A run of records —
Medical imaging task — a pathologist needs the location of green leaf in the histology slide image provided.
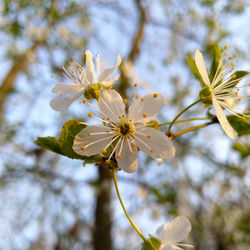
[35,136,63,154]
[58,119,86,159]
[35,119,102,164]
[186,56,206,88]
[141,235,161,250]
[233,142,250,159]
[229,70,250,88]
[227,115,250,136]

Task instructions —
Please repeat the lines above word for word, leaving out the pictures.

Final answer —
Medical imaging task — a pathologist needs the location of green leaf in the histology slide image provided.
[35,136,63,154]
[58,119,86,159]
[35,119,102,164]
[186,56,206,88]
[141,235,161,250]
[233,142,250,159]
[229,70,250,88]
[227,115,250,136]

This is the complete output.